§ Opdrachten
1. Beantwoord de volgende vragen over het paginafragment:
(a) Wat is de kop van het artikel?
(b) Welke functie heeft Arjan Schimmel?
(c) In welke special is het interview verschenen?
2. Vat het paginafragment samen in twee zinnen.

%26lsquo%3BBewustwording+nodig+voordat+je+kunt+verbeteren%26rsquo%3B
Nieuws

‘Bewustwording nodig voordat je kunt verbeteren’

Discussies rondom de zorg voor het jonge kalf vragen om actie van de melkveehouderij en kalverhouderij. Arjan Schimmel, voorzitter van brancheorganisatie ZuivelNL, geeft aan hoe hij dit ziet en wat dit betekent voor beide sectoren. Dit interview is vorige week verschenen in Ons Kalf, een special samengesteld door de Vereniging van Kalverhouders (VVK) waarin de gezamenlijke zorg voor het jong kalf wordt belicht.

Hoe kijkt u aan tegen de huidige discussie rondom de zorg voor het jonge kalf?

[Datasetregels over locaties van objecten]

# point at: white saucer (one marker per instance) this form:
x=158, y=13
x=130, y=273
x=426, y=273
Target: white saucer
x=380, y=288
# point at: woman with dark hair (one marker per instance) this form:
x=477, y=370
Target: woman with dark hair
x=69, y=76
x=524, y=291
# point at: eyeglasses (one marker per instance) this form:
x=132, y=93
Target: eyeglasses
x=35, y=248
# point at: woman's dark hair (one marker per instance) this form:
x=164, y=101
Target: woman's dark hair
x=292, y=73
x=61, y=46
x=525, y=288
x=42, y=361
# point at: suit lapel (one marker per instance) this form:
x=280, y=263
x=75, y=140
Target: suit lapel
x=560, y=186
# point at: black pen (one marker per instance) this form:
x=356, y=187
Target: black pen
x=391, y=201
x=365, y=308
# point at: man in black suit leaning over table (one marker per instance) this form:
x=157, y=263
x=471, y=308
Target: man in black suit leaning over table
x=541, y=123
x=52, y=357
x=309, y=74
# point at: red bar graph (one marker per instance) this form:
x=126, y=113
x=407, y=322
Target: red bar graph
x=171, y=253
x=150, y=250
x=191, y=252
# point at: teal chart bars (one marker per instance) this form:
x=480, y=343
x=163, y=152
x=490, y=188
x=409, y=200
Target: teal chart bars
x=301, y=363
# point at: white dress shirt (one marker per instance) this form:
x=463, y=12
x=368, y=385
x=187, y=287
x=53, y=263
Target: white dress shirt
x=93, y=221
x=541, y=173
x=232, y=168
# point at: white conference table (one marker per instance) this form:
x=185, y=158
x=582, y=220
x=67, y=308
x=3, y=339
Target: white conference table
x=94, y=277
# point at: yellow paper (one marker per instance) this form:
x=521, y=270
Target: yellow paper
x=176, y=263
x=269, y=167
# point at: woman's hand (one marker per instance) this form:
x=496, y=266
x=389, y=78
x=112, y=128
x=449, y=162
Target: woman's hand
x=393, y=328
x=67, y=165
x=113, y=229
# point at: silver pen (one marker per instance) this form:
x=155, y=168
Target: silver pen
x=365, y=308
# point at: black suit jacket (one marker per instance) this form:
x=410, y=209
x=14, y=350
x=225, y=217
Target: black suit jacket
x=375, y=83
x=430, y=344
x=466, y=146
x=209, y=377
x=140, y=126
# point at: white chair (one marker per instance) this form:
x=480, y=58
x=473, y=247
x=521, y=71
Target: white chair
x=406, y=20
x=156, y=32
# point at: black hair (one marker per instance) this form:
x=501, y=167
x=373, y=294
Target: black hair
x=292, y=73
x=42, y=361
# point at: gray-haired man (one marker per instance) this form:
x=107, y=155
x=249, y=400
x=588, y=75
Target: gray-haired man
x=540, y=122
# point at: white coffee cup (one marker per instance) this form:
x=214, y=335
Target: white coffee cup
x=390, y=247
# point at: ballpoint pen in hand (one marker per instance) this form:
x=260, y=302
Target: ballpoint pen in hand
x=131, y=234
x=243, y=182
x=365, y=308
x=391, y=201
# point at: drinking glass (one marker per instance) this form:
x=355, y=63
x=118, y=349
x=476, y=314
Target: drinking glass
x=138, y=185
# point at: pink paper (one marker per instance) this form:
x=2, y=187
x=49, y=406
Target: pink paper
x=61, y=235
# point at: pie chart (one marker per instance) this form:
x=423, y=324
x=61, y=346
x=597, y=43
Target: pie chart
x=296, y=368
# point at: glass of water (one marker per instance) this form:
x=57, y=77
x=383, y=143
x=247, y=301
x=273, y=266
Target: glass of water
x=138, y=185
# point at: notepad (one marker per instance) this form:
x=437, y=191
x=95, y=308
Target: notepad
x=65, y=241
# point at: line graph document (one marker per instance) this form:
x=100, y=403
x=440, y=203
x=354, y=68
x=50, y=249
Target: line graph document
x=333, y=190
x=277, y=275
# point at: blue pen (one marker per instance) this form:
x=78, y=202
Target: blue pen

§ Antwoorden
1.
(a) ‘Bewustwording nodig voordat je kunt verbeteren’
(b) Hij is voorzitter van brancheorganisatie ZuivelNL.
(c) In Ons Kalf, een special van de Vereniging van Kalverhouders (VVK).

2. Discussies rondom de zorg voor het jonge kalf vragen om actie van de melkveehouderij en de kalverhouderij. Arjan Schimmel, voorzitter van ZuivelNL, vertelt in een interview hoe hij dit ziet en wat het voor beide sectoren betekent; het interview verscheen vorige week in Ons Kalf, een special van de Vereniging van Kalverhouders over de gezamenlijke zorg voor het jonge kalf.